Task description: Reproduce the records below exactly, but only between the lines holding "mountain peak in the photo above." and "wispy cloud in the photo above.", inclusive.

Data for processing:
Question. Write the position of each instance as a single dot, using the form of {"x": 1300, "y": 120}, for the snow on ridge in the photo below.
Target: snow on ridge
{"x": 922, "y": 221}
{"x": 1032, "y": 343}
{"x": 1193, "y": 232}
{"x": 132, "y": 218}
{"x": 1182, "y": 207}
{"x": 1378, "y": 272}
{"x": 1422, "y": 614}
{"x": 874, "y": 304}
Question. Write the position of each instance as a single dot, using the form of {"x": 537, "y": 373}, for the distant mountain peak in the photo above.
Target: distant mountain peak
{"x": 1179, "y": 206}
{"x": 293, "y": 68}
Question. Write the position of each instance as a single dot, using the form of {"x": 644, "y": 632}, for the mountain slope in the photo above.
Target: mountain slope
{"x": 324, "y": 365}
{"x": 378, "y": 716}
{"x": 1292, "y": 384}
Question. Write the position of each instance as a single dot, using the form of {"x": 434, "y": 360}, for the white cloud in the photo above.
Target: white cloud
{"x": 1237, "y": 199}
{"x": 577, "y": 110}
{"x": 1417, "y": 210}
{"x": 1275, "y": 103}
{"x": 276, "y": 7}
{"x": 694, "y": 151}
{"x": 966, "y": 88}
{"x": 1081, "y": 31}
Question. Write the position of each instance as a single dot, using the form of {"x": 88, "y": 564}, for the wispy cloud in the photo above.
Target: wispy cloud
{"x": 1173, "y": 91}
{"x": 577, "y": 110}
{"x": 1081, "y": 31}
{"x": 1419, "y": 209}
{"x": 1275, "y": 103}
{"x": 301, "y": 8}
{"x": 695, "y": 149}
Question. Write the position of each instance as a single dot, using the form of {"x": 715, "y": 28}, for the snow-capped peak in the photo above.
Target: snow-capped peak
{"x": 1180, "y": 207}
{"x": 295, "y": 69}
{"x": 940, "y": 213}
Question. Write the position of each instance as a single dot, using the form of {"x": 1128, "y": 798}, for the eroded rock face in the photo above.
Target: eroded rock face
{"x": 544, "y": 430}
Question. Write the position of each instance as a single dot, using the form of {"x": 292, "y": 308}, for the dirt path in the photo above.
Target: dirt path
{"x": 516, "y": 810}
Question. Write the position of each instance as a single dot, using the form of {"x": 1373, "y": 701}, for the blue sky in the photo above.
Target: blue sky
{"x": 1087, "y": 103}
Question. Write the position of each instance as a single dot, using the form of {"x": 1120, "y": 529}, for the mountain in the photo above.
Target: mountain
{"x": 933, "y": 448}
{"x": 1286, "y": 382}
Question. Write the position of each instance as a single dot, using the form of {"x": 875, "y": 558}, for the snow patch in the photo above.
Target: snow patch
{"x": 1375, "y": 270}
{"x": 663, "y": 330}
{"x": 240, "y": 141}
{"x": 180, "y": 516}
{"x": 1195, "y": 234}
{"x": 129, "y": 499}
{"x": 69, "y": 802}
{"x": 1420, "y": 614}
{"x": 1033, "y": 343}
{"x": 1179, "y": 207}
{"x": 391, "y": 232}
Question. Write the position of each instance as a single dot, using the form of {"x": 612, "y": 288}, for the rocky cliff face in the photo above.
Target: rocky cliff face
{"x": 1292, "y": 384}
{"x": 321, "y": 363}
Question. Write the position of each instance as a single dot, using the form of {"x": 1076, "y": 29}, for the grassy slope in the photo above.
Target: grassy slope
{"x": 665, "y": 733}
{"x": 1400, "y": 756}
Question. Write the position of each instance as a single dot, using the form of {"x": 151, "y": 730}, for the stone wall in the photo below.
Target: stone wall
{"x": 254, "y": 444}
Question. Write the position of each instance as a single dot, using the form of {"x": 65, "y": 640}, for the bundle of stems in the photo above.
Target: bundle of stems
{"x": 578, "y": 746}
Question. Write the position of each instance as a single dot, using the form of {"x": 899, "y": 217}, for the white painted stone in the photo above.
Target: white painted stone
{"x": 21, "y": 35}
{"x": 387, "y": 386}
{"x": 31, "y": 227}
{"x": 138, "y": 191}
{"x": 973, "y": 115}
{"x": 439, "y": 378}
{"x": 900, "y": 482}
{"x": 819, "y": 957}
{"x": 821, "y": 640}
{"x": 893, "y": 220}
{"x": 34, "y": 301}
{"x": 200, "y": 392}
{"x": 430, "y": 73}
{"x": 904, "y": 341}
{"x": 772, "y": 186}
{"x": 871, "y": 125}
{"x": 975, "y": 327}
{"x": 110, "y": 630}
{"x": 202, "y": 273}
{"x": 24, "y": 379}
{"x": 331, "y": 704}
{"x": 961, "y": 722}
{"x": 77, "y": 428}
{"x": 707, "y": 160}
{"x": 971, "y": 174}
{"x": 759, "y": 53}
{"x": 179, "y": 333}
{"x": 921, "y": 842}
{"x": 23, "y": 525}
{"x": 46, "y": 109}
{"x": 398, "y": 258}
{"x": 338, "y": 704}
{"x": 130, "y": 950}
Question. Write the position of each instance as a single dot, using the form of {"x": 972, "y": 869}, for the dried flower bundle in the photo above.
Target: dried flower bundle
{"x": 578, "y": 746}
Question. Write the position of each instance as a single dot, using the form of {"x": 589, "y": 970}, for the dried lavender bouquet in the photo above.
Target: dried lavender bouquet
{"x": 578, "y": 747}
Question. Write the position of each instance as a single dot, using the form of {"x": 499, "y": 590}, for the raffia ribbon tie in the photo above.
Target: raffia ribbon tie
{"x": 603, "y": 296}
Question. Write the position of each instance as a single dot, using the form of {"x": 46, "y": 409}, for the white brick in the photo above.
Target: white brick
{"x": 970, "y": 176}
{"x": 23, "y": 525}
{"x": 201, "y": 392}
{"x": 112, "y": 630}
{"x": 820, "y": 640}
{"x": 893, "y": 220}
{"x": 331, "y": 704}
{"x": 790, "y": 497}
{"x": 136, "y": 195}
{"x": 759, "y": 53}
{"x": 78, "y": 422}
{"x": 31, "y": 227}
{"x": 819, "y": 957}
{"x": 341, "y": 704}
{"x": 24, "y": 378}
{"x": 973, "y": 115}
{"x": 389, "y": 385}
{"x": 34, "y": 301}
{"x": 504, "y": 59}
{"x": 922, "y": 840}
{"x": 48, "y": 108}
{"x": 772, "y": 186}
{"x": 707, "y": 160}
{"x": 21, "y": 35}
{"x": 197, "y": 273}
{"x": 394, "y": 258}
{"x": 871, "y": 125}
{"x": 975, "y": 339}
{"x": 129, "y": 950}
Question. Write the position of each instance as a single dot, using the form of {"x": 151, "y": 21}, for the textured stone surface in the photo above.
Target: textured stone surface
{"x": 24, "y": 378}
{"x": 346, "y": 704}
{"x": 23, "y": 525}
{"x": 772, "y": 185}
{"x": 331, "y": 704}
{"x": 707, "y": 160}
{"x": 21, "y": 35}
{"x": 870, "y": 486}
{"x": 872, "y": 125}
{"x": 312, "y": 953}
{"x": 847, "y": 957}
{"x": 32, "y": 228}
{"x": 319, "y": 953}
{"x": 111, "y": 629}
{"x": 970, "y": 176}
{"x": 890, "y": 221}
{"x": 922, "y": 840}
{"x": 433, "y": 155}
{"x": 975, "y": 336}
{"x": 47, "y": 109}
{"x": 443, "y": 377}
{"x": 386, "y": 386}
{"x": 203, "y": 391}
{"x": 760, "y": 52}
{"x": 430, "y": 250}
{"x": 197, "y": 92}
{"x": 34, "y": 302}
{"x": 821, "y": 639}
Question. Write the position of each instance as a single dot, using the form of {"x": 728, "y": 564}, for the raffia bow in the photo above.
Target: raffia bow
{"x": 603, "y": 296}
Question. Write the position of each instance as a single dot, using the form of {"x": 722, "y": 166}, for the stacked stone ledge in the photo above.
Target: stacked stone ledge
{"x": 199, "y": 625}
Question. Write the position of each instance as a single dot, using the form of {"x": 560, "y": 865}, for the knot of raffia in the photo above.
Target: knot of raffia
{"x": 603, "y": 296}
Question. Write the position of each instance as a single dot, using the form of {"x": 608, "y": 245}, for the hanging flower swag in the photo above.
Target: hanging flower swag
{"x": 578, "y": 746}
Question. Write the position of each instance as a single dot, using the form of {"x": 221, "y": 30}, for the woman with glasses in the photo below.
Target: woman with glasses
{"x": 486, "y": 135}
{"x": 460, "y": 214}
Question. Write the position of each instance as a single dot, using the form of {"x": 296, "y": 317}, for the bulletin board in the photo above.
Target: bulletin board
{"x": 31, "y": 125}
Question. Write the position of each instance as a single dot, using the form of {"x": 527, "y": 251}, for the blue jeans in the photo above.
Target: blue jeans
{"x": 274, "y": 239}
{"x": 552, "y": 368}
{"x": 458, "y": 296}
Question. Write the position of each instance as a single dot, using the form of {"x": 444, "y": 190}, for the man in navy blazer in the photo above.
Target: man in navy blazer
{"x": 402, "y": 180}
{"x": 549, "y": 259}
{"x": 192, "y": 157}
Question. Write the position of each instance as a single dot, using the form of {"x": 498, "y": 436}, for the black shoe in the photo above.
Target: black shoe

Answer for this exercise:
Question. Write the position of each instance as a single dot, using the form of {"x": 537, "y": 373}, for the distant mountain peak in the photo above.
Target: distant mountain peak
{"x": 1179, "y": 206}
{"x": 293, "y": 68}
Question. Write the position of each instance as a single dot, using the form of {"x": 644, "y": 632}, for the mountain slope in the photo above.
Target: mountain slope
{"x": 324, "y": 365}
{"x": 378, "y": 716}
{"x": 1292, "y": 384}
Question. Write the position of each instance as a single dot, using the form of {"x": 434, "y": 360}, for the white cloud in the photo above.
Target: white cloud
{"x": 1237, "y": 199}
{"x": 577, "y": 110}
{"x": 1417, "y": 210}
{"x": 1275, "y": 103}
{"x": 276, "y": 7}
{"x": 694, "y": 151}
{"x": 966, "y": 88}
{"x": 1081, "y": 31}
Question. Write the position of each instance as a single dot, using the form of {"x": 88, "y": 564}, for the wispy cloud in the photo above.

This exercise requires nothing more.